▶ **Assigned task**: A complete answer includes every line below with the word "white".
Segment Open
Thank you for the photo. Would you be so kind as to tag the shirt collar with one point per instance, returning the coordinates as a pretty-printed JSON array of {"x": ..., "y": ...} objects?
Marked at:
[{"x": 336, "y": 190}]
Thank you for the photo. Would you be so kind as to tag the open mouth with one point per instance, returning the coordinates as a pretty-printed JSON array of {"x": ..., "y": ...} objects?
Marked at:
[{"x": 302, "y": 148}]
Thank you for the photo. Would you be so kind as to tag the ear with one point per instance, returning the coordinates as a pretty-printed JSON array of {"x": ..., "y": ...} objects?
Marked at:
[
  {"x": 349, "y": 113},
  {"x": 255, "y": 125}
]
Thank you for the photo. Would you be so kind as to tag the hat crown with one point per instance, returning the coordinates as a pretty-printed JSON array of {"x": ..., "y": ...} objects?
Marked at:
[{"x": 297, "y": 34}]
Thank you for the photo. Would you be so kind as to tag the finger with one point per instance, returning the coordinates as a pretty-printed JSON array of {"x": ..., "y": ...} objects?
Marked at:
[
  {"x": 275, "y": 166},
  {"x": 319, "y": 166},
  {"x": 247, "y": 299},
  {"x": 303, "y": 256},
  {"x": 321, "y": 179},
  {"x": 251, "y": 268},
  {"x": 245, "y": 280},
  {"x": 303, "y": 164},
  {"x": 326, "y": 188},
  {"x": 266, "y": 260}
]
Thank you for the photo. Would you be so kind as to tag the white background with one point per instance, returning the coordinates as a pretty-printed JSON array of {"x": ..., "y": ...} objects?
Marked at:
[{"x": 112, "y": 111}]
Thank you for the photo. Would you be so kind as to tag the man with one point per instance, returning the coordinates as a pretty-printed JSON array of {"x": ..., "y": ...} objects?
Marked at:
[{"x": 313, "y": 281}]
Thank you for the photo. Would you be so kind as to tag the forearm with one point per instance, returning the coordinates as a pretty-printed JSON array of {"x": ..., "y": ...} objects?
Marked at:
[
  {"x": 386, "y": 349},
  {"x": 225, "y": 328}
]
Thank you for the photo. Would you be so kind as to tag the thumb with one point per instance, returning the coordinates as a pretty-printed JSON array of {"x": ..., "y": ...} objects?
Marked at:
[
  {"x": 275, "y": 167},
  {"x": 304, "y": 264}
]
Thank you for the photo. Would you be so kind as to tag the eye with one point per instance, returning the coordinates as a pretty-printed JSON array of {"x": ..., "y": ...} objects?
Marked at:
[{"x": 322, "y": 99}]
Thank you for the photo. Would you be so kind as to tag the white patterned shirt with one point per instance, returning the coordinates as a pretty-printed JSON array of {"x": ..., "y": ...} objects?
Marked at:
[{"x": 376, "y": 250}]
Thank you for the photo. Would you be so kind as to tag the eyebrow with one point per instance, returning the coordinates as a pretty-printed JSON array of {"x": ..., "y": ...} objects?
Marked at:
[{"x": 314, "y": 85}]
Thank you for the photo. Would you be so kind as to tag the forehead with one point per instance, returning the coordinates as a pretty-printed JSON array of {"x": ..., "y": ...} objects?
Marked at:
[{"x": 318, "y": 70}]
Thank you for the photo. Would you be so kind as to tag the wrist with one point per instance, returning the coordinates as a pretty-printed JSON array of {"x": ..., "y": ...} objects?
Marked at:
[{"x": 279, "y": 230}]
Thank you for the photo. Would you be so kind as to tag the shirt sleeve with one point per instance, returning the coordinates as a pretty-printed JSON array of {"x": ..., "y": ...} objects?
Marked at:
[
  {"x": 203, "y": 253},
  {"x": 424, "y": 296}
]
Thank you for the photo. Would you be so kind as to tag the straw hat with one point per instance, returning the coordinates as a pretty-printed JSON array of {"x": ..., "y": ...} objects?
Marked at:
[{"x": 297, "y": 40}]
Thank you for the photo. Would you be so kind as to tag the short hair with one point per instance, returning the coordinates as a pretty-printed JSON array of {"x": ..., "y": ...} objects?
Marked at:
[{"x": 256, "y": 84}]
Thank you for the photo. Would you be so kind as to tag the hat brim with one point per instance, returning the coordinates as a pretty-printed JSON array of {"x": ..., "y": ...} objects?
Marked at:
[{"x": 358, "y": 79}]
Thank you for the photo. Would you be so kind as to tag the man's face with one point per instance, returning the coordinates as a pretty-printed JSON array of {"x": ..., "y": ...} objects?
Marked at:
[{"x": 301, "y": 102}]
Segment Closed
▶ **Solution to this task**:
Thank you for the photo. Would you be so kind as to tag the white background with one point per instance, returning the coordinates as a pretty-printed JSON array of {"x": ..., "y": ...} objects?
Thank you for the photo. Would you be so kind as to tag the white patterned shirt with one point per instance, returning the coordinates as a pretty-printed JSON array of {"x": ..., "y": ...} objects?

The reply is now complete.